* Extracted data entries:
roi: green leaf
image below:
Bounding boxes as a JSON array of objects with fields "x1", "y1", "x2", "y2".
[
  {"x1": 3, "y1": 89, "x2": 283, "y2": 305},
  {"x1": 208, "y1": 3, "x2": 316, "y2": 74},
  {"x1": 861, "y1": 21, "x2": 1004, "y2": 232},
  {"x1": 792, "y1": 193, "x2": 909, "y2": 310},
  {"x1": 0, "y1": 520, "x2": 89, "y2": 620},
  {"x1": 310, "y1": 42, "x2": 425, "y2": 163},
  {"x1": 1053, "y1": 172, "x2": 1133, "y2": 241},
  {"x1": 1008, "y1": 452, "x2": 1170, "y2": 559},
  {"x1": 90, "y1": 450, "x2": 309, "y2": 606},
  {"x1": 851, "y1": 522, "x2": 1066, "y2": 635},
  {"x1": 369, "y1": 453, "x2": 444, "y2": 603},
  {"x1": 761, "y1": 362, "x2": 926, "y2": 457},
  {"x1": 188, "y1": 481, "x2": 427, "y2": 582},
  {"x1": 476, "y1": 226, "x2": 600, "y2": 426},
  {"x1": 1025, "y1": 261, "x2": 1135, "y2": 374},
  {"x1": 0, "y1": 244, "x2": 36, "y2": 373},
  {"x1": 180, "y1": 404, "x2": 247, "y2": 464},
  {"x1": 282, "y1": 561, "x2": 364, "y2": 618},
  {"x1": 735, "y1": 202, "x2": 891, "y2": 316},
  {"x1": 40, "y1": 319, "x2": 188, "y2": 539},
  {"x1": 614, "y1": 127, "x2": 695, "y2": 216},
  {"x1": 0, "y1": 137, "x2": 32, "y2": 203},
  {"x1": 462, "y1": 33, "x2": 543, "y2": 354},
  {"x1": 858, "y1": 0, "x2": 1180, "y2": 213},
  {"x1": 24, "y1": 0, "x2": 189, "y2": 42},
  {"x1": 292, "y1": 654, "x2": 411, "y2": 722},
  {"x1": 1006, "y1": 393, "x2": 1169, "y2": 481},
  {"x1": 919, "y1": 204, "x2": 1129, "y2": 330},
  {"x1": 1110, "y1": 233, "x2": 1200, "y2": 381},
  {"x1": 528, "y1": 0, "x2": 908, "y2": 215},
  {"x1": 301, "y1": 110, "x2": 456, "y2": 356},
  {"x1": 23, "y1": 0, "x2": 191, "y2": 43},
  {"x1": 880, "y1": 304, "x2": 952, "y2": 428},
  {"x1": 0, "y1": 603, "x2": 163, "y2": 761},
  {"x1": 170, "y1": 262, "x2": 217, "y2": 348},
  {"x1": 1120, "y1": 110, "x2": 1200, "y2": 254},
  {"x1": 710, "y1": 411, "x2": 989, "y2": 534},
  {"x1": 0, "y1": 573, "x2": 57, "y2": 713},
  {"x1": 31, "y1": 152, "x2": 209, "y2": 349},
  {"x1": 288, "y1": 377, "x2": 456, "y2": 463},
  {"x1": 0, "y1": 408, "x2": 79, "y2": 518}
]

* Aim of the exercise:
The answer must be an exact reproduction of all the records.

* Exercise result:
roi: green leaf
image below:
Bounding boxes as a JSON array of objects with fields "x1", "y1", "x2", "y2".
[
  {"x1": 3, "y1": 89, "x2": 283, "y2": 305},
  {"x1": 208, "y1": 3, "x2": 316, "y2": 74},
  {"x1": 861, "y1": 21, "x2": 1004, "y2": 232},
  {"x1": 792, "y1": 193, "x2": 909, "y2": 310},
  {"x1": 0, "y1": 520, "x2": 89, "y2": 620},
  {"x1": 310, "y1": 42, "x2": 425, "y2": 163},
  {"x1": 1053, "y1": 172, "x2": 1133, "y2": 241},
  {"x1": 1008, "y1": 452, "x2": 1170, "y2": 559},
  {"x1": 90, "y1": 450, "x2": 309, "y2": 606},
  {"x1": 851, "y1": 522, "x2": 1066, "y2": 635},
  {"x1": 369, "y1": 453, "x2": 444, "y2": 603},
  {"x1": 761, "y1": 362, "x2": 926, "y2": 457},
  {"x1": 188, "y1": 481, "x2": 427, "y2": 582},
  {"x1": 476, "y1": 226, "x2": 600, "y2": 426},
  {"x1": 1025, "y1": 261, "x2": 1135, "y2": 374},
  {"x1": 0, "y1": 244, "x2": 36, "y2": 373},
  {"x1": 180, "y1": 404, "x2": 247, "y2": 464},
  {"x1": 282, "y1": 561, "x2": 364, "y2": 618},
  {"x1": 735, "y1": 202, "x2": 891, "y2": 316},
  {"x1": 40, "y1": 319, "x2": 188, "y2": 539},
  {"x1": 614, "y1": 127, "x2": 695, "y2": 216},
  {"x1": 0, "y1": 137, "x2": 32, "y2": 203},
  {"x1": 462, "y1": 33, "x2": 543, "y2": 354},
  {"x1": 858, "y1": 0, "x2": 1180, "y2": 213},
  {"x1": 24, "y1": 0, "x2": 189, "y2": 42},
  {"x1": 292, "y1": 654, "x2": 411, "y2": 722},
  {"x1": 1006, "y1": 393, "x2": 1169, "y2": 481},
  {"x1": 919, "y1": 204, "x2": 1129, "y2": 330},
  {"x1": 1110, "y1": 233, "x2": 1200, "y2": 381},
  {"x1": 528, "y1": 0, "x2": 908, "y2": 215},
  {"x1": 301, "y1": 110, "x2": 456, "y2": 356},
  {"x1": 23, "y1": 0, "x2": 191, "y2": 43},
  {"x1": 880, "y1": 304, "x2": 952, "y2": 428},
  {"x1": 0, "y1": 603, "x2": 163, "y2": 761},
  {"x1": 170, "y1": 262, "x2": 217, "y2": 348},
  {"x1": 1120, "y1": 110, "x2": 1200, "y2": 254},
  {"x1": 710, "y1": 411, "x2": 989, "y2": 534},
  {"x1": 0, "y1": 573, "x2": 57, "y2": 713},
  {"x1": 31, "y1": 152, "x2": 209, "y2": 349},
  {"x1": 288, "y1": 377, "x2": 456, "y2": 463},
  {"x1": 0, "y1": 408, "x2": 79, "y2": 518}
]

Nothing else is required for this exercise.